--- Data Enclosed Below ---
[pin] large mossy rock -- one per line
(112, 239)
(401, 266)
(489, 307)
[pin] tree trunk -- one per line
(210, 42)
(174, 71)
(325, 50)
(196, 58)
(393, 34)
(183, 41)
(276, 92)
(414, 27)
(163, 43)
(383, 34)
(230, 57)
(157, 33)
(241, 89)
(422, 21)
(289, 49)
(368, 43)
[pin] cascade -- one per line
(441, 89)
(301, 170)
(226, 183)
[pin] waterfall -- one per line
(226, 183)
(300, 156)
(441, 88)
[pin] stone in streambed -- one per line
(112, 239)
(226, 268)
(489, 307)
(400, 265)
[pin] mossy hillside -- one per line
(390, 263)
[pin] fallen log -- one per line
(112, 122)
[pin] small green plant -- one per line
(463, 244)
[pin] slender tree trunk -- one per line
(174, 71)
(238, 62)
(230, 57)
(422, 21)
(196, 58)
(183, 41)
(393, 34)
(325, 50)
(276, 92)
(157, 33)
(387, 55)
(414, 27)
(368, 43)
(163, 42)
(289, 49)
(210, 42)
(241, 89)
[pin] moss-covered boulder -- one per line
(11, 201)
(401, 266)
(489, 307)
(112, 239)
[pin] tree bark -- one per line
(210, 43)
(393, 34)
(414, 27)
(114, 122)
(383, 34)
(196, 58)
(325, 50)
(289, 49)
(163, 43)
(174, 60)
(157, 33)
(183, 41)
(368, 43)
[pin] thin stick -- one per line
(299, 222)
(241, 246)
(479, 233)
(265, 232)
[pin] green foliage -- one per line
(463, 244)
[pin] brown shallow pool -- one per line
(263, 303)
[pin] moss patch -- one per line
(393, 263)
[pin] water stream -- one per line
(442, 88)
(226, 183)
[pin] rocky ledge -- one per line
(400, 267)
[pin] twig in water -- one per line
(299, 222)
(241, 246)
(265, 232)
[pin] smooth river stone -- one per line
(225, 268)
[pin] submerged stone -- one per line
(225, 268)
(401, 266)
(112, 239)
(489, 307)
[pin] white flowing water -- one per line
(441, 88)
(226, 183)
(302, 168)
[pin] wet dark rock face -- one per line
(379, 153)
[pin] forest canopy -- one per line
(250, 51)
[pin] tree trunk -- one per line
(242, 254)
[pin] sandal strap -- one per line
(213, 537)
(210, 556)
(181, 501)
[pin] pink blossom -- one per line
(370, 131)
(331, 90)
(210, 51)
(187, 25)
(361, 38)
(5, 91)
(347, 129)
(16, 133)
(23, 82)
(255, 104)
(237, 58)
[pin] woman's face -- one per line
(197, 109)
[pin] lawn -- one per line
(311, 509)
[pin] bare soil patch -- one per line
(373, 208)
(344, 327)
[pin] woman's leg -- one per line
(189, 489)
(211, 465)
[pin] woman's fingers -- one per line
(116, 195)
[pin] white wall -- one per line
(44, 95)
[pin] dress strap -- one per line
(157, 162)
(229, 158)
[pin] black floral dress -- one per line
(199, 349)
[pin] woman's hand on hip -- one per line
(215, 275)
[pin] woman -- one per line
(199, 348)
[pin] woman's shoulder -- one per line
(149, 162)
--- End of Enclosed Data ---
## Exercise goal:
Restate the data above word for word. Leave nothing out.

## Result below:
[pin] large mossy rock -- one per line
(112, 239)
(401, 266)
(489, 307)
[pin] tree trunk -- one per line
(210, 42)
(174, 71)
(325, 50)
(196, 58)
(393, 34)
(183, 41)
(276, 92)
(414, 27)
(163, 43)
(383, 34)
(230, 57)
(157, 33)
(241, 89)
(422, 21)
(289, 49)
(368, 43)
[pin] cascade -- one per line
(441, 89)
(301, 170)
(226, 183)
[pin] waterfall -- one per line
(226, 183)
(300, 156)
(441, 88)
[pin] stone in streambed -- one per line
(112, 239)
(226, 268)
(489, 307)
(400, 265)
[pin] mossy hillside -- one per line
(390, 263)
[pin] fallen log -- one per line
(112, 122)
[pin] small green plant -- one per line
(463, 244)
[pin] slender tree trunk -- one per line
(174, 71)
(238, 62)
(230, 57)
(422, 21)
(196, 58)
(183, 41)
(393, 34)
(325, 50)
(276, 92)
(157, 33)
(387, 55)
(414, 27)
(368, 43)
(163, 42)
(289, 49)
(210, 42)
(241, 89)
[pin] moss-covered boulder -- one per line
(11, 201)
(401, 266)
(489, 307)
(112, 239)
[pin] tree bark -- one per line
(210, 43)
(393, 34)
(414, 27)
(114, 122)
(383, 34)
(196, 58)
(325, 50)
(289, 49)
(163, 43)
(174, 60)
(157, 33)
(183, 41)
(368, 43)
[pin] thin stick -- one per line
(299, 222)
(241, 246)
(479, 233)
(265, 232)
[pin] green foliage -- one per line
(463, 244)
[pin] brown shallow pool -- one per line
(263, 303)
[pin] moss patch -- one per line
(393, 263)
[pin] water stream -- one per line
(442, 88)
(226, 183)
[pin] rocky ledge -- one per line
(400, 267)
[pin] twig in water -- one per line
(299, 222)
(241, 246)
(265, 232)
[pin] smooth river stone -- one per line
(225, 268)
[pin] submerged stone -- one per line
(225, 268)
(401, 266)
(112, 239)
(489, 307)
[pin] white flowing water -- one per line
(441, 88)
(226, 183)
(302, 168)
[pin] wet dark rock face -- one per line
(379, 153)
[pin] forest canopy -- one per line
(250, 51)
[pin] tree trunk -- one per line
(242, 254)
[pin] sandal strap -- one per line
(213, 537)
(210, 556)
(181, 501)
[pin] pink blossom -- one per line
(370, 131)
(331, 90)
(210, 51)
(187, 25)
(361, 38)
(5, 91)
(347, 129)
(16, 133)
(23, 82)
(255, 104)
(237, 58)
[pin] woman's face -- one per line
(197, 109)
[pin] lawn -- one per line
(311, 509)
[pin] bare soil patch -- one per line
(373, 208)
(344, 327)
[pin] woman's leg -- one per line
(189, 489)
(211, 465)
[pin] woman's fingers -- one per line
(116, 195)
[pin] white wall -- one per line
(44, 95)
[pin] dress strap -- one per line
(157, 162)
(229, 158)
[pin] black floral dress -- one per line
(199, 349)
[pin] woman's hand on hip -- one per line
(215, 275)
[pin] woman -- one per line
(199, 348)
[pin] woman's shoulder -- one per line
(149, 162)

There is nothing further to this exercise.